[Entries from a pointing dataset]
★ ★ ★ ★ ★ ★ ★

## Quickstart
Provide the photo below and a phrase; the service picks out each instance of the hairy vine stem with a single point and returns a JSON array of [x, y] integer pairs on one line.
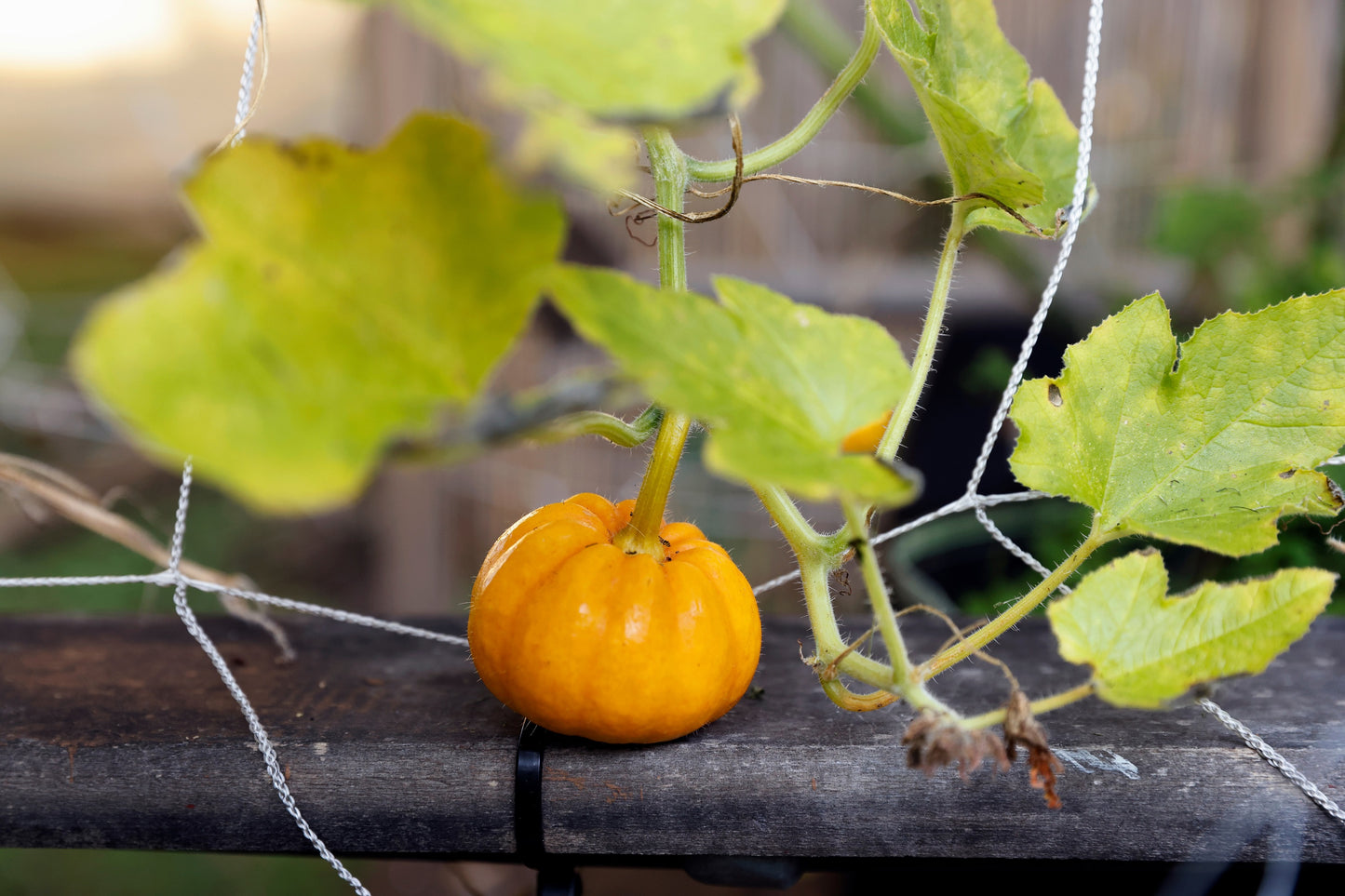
[[667, 165], [1008, 619], [812, 124], [896, 431]]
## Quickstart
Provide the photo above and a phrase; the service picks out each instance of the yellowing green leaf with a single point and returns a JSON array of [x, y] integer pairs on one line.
[[780, 383], [1148, 649], [1208, 451], [573, 65], [336, 301], [1002, 133]]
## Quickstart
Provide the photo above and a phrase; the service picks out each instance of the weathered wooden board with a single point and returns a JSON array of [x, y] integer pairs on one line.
[[117, 733]]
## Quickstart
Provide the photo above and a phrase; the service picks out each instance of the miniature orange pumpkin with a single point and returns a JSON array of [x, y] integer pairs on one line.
[[867, 437], [585, 638]]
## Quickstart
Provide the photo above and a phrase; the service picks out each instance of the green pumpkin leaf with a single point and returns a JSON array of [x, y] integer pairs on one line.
[[780, 383], [573, 66], [1148, 649], [336, 301], [1002, 133], [1208, 452]]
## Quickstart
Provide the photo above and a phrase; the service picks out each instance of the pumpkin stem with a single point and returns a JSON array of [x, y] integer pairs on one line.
[[667, 165], [641, 533]]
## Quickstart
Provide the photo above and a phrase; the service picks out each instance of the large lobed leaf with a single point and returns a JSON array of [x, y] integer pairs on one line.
[[1208, 452], [1148, 649], [336, 301], [780, 383], [571, 66], [1002, 133]]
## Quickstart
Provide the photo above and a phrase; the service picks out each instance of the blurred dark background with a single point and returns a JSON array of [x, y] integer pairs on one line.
[[1218, 155]]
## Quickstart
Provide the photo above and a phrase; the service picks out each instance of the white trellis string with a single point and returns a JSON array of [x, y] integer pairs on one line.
[[1275, 759], [1073, 217], [268, 753], [966, 502], [245, 82], [970, 501]]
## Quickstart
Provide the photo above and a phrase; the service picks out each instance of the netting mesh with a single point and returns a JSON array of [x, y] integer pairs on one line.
[[978, 503]]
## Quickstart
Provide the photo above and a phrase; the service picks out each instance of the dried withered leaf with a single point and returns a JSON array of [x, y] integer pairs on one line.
[[1022, 729], [935, 740]]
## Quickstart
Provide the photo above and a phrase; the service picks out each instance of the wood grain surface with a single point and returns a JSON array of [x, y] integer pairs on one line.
[[117, 733]]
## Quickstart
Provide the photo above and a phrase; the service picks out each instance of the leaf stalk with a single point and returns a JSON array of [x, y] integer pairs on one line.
[[1008, 619], [809, 127]]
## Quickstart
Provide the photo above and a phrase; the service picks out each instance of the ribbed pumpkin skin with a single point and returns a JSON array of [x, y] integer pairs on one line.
[[585, 639]]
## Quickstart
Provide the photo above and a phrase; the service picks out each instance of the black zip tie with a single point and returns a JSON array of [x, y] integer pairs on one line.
[[555, 876]]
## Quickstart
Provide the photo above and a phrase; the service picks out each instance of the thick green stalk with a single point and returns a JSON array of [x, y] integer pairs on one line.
[[812, 124], [877, 590], [1008, 619], [803, 539], [826, 633], [667, 165], [896, 431], [815, 31]]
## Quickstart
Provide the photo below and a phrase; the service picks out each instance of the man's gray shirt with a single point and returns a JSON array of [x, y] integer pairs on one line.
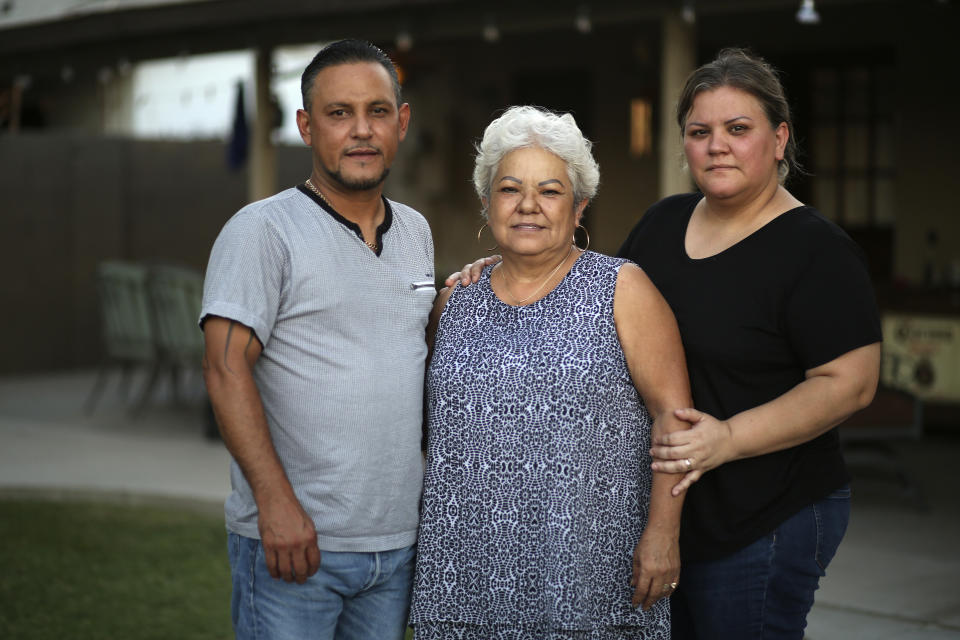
[[341, 372]]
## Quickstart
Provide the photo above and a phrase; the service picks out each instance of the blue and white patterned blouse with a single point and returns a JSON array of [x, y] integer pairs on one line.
[[538, 474]]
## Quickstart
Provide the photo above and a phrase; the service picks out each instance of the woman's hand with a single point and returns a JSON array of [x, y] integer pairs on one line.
[[656, 567], [707, 444], [470, 273]]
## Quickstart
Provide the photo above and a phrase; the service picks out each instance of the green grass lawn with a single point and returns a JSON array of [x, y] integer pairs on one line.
[[79, 570], [105, 570]]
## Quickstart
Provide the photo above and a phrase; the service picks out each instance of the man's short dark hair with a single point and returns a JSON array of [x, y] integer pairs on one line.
[[346, 52]]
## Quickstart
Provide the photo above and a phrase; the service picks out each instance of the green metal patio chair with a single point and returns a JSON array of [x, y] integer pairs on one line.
[[175, 295], [126, 328]]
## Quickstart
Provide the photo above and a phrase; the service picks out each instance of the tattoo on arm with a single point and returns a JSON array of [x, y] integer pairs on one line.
[[226, 346]]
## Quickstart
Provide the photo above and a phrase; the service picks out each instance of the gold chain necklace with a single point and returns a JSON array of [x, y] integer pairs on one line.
[[503, 276], [312, 187]]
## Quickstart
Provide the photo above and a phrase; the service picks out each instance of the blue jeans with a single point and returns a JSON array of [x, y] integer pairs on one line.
[[354, 596], [764, 590]]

★ ★ ★ ★ ★ ★ ★

Please rewrite all of these lines with "the service" changed to "the tool" and everything else kept the same. Omit the pictures from your answer.

# TASK OUTPUT
## Quickstart
Provide the photo below and a phrase; the tool picks out each instance of the hairy vine stem with a single point and returns a JSON array of [x, y] integer pairs on one line.
[[667, 165], [1008, 619], [812, 124], [896, 431]]
## Quickstart
Provide the photo above and a phrase; the tool picks out each instance of the yellowing green leaf with a single point and returns a JSON array of [x, y] integer pairs on one line.
[[780, 383], [1148, 649], [1208, 451], [573, 65], [336, 301], [1002, 133]]
## Quickstart
Provide the photo above and a phrase; the tool picks out each instance of the weathered wooden board with a single point and returns a JSON array of [x, y] integer pairs on one line.
[[117, 733]]
## Quickstart
Provide the photo above and a phrase; the tool picks out each instance of the miniature orange pumpkin with a single point and returns a JSON array of [x, y] integer pairs on one line.
[[867, 437], [585, 638]]
## Quickstart
Provide the photo above and a phrase; the tool picks out each instance of the green pumpkin leaf with a single point and returns a JSON array of [x, y] integer pairs on one line.
[[780, 383], [573, 66], [1148, 649], [336, 301], [1002, 133], [1208, 452]]
## Quickstart
Provide the photo above and a phrase; the tool picks out each instance of the pumpkin stem with a single point and returns a JSON array of [x, y] integer pairs on one line.
[[667, 165], [641, 533]]
## Quickstart
Provide the photo above and a phrase; the tool picks out each instance of the large lobed leaf with a single point and returns a JSON array of [x, y] integer pairs on one line.
[[1208, 452], [1148, 649], [336, 301], [780, 383], [571, 66], [1002, 133]]
## Quickstart
Provide the photo above and a phrase; the tool picks out each instance of the blurred dark background with a single point and returns a JSON array of [x, y] integer pairs on one line.
[[1218, 155]]
## Quickstart
Provide the photo above and a phrase; the tool picks out each instance of the white trellis string with a single point and returns a JSON array of [x, y] integer pairs on one line.
[[1275, 759], [1073, 217], [268, 753], [966, 502], [245, 82], [970, 501]]
## Quickstart
Provide the photo above and a phrase; the tool picks out each instance of the netting mesh with a single point and returns a JSON array of [x, y] integer pairs on one line.
[[978, 503]]
## Quickstart
Provide the photo above and a phrase; the tool picks out each instance of the dried withered leaf with a single point and returns a JSON array of [x, y] integer pairs on one line.
[[1022, 729], [935, 740]]
## Quickstart
Provide the photo above and a phrase; the tool picks out each instance of the wood grain surface with a single point and returns a JSON array of [x, y] integer pairs on one line.
[[117, 733]]
## Quickstart
Provide the photo above and a phrase; the tool picks out each instance of the leaf stalk with a single point and returns a JSON array of [x, y] integer pairs on one line.
[[1008, 619], [809, 127]]
## Quickstart
Provide the photo above and a phrase; the tool picks out each instance of the ribbed pumpkin skin with a single point and returns a JSON array of [x, y] integer pairs on one line.
[[585, 639]]
## Quickstart
Provide the photo above and a phrase; the tool picks out each instance of the black zip tie with a single point and returns a JSON array of [x, y] integer pairs on one line.
[[555, 876]]
## Quickstart
Provide the photo above and a phrase; the tool picks out each instance of the thick green stalk with a single point and returns a JSON array of [x, y] integer pairs on one line.
[[812, 124], [877, 590], [1008, 619], [803, 539], [826, 633], [667, 165], [896, 431], [815, 31]]
## Quickstart
Provide the photo below and a phrase; the tool picks out each instance of the man's gray shirt with a single point and returns a JSON array of [x, y] integer pairs on one line.
[[341, 372]]
## Quickstart
Provide the photo above and a phrase; the tool picks out each instance of the blue and white patterned blouse with a single point and returns a JSON array of [x, y] integer pairs on one line.
[[538, 474]]
## Quickstart
Provide the photo above and a phrase; the tool picks out each instance of the woman's hand with a single point and returns a JSON array of [x, y] integer pairs on one line.
[[656, 567], [707, 444], [470, 273]]
## Quickstart
Provide the photo above and a phrase; the tool picks out each instance of the green grass lawn with a single point and returns a JSON array of [x, y] integer pairs on one line.
[[79, 570], [105, 570]]
## Quickstart
Provide the photo above and a phrase; the tool picks out each instance of the man's short dark hair with a single point and returns a JSON array of [x, y] integer pairs on one line.
[[346, 52]]
## Quickstart
Provide the photo above and a phrase; the tool picks out each instance of the green metal patio chair with a single point and returns a JSON array of [x, y] integer pairs on one line.
[[175, 295], [126, 328]]
## Quickstart
Provide the photo above and a phrase; the tool picks out each instance of the tattoo on arm with a single point and returns a JSON array of [x, y] integer pairs on one line.
[[226, 346]]
## Quickstart
Provide the photo above and a phrase; the tool picks out each instance of the gold chain necklace with a single point and returns a JSON array of [x, y] integer pairs on one line.
[[503, 276], [312, 187]]
## Quickstart
Provide the photo above and a phrase; the tool picks out each instance of the blue jeans with a single point and returns a JSON array of [x, y] integer pairs on one line.
[[354, 596], [764, 590]]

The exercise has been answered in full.